(Photo object pointing rows)
****************

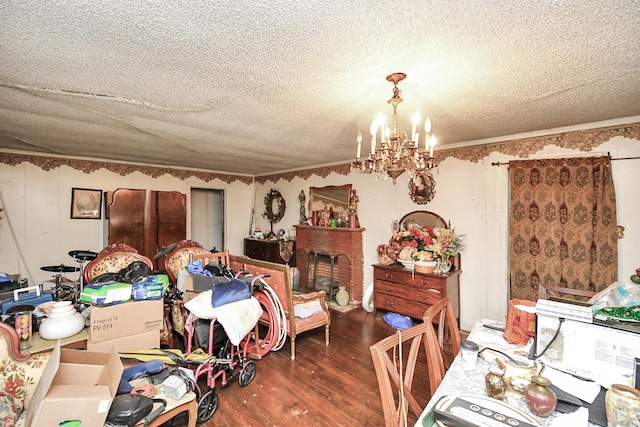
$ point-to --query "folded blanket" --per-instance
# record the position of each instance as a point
(307, 308)
(237, 318)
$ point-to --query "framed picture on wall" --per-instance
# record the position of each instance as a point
(86, 203)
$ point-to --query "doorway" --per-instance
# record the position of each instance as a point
(207, 218)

****************

> **Requirement**
Copy every line of the rows above verbatim, leaving out the pictures.

> **Full answer**
$ point-to --query "folded blanket" --per-instance
# record the position of each instance as a point
(307, 308)
(237, 318)
$ point-to --query "framed picture on wall" --per-instance
# record the position of each instance as a point
(86, 203)
$ point-to --query "doorway" --per-instance
# record the position of each instance as a point
(207, 218)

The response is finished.